===== Data supplied =====

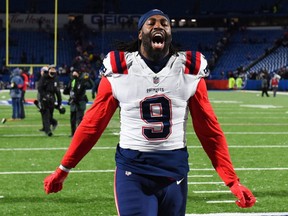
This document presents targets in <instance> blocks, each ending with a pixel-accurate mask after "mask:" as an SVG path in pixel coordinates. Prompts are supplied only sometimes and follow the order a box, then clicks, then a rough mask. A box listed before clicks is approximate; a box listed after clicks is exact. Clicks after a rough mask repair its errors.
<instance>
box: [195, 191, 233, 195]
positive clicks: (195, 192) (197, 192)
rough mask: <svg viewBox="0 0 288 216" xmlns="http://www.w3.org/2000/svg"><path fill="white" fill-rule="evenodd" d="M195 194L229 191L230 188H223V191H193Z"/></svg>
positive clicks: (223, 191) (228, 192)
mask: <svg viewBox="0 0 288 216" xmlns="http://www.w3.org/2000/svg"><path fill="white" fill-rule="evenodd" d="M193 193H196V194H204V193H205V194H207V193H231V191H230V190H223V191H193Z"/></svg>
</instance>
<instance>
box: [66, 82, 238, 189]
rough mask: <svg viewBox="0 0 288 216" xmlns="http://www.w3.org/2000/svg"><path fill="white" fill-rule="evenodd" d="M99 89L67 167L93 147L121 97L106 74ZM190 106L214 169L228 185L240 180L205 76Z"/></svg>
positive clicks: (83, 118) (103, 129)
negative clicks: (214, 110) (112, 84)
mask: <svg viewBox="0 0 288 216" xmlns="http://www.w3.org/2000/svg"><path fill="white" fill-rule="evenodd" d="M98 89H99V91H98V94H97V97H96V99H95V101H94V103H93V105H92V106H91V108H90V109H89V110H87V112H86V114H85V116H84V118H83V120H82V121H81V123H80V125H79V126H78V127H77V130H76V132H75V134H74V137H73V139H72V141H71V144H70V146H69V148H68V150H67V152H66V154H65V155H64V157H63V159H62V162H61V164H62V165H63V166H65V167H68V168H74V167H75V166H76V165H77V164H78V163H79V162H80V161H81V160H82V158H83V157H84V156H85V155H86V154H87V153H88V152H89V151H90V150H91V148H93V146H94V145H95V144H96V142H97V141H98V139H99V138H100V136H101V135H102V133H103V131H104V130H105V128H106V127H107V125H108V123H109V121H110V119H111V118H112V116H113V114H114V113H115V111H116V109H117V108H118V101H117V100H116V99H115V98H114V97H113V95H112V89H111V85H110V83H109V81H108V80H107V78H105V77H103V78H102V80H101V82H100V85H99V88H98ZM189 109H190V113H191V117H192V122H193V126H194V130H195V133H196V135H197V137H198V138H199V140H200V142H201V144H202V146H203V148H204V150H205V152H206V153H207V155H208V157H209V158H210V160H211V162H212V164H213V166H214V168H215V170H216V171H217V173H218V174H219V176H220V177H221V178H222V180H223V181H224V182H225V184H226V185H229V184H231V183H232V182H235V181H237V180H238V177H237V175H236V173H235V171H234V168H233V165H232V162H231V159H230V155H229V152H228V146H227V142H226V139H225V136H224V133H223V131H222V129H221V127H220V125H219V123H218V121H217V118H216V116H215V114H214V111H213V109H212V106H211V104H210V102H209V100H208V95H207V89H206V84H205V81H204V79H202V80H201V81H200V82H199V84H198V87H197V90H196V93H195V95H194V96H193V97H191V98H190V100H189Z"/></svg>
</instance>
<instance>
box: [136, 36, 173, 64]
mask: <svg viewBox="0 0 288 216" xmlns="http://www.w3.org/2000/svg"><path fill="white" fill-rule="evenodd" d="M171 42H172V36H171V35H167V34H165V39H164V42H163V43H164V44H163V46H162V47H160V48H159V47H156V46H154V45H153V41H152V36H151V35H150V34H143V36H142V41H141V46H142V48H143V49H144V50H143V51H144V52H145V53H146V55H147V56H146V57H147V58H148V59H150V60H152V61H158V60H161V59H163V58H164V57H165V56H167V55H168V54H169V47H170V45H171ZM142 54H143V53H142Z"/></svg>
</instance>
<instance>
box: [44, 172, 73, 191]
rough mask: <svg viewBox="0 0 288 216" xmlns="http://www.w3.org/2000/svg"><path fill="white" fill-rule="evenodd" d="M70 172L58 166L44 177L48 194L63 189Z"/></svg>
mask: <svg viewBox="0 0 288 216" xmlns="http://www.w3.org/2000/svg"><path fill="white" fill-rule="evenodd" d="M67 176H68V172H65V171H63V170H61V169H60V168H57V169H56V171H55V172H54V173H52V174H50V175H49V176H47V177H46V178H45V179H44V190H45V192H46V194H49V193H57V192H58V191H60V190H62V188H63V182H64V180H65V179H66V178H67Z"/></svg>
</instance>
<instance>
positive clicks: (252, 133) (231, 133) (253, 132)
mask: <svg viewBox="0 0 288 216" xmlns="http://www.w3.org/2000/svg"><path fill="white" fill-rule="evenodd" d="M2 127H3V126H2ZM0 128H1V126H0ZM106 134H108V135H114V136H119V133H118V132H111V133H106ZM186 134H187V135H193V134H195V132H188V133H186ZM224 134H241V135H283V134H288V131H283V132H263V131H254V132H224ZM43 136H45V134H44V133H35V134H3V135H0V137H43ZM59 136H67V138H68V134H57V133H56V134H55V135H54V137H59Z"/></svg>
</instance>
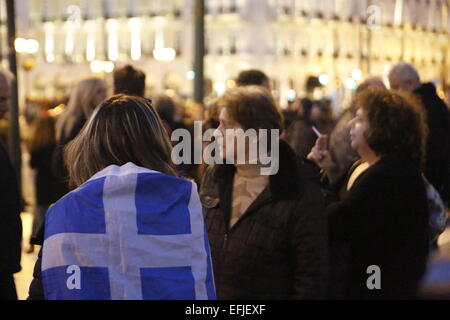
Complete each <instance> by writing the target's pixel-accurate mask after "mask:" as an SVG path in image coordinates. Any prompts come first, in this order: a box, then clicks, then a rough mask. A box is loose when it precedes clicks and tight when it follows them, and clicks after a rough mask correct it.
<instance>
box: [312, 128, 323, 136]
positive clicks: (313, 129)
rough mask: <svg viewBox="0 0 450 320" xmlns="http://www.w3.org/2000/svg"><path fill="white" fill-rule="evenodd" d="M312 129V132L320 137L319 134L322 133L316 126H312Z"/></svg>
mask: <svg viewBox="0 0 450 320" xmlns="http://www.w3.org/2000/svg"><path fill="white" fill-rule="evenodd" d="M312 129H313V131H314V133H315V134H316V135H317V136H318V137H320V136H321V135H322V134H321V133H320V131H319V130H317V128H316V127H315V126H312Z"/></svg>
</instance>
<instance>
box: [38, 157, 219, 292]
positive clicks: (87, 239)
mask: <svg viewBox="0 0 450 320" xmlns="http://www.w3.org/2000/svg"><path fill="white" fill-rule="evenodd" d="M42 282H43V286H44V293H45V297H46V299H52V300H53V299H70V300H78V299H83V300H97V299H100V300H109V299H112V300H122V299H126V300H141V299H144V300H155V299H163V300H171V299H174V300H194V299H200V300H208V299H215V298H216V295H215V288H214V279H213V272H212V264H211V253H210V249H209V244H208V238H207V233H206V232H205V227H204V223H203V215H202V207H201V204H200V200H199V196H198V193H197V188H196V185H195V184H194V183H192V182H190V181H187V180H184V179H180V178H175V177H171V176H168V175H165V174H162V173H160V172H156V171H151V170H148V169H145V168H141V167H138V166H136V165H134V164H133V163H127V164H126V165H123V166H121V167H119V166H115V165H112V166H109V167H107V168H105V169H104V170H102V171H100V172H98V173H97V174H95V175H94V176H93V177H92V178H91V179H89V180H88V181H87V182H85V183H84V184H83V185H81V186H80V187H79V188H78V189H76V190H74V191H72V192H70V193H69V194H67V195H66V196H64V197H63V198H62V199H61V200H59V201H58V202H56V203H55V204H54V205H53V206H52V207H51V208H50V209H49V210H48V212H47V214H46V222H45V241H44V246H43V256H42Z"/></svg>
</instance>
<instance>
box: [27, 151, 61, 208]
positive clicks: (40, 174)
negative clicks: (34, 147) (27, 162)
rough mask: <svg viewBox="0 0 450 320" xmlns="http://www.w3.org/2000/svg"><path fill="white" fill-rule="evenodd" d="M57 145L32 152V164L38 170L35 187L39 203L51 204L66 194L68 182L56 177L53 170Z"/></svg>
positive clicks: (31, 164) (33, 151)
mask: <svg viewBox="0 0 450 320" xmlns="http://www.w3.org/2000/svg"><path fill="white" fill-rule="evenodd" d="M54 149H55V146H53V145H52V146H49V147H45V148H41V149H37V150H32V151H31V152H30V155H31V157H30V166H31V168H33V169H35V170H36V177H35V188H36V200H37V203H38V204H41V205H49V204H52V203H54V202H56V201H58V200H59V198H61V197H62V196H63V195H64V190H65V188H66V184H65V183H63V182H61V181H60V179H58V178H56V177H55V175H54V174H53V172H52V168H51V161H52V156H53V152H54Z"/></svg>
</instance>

=====

— Instructions to follow —
Only the lines above from the one with "box: [312, 128, 323, 136]" up to and including the one with "box: [38, 157, 219, 292]" should be repeated, exactly as written.

— Task response —
box: [312, 128, 323, 136]
positive clicks: (313, 129)
rough mask: <svg viewBox="0 0 450 320" xmlns="http://www.w3.org/2000/svg"><path fill="white" fill-rule="evenodd" d="M312 129V132L320 137L319 134L322 133L316 126H312Z"/></svg>
mask: <svg viewBox="0 0 450 320" xmlns="http://www.w3.org/2000/svg"><path fill="white" fill-rule="evenodd" d="M312 129H313V131H314V133H315V134H316V135H317V136H318V137H320V136H321V135H322V134H321V133H320V131H319V130H317V128H316V127H315V126H312Z"/></svg>
</instance>
<instance>
box: [38, 157, 219, 292]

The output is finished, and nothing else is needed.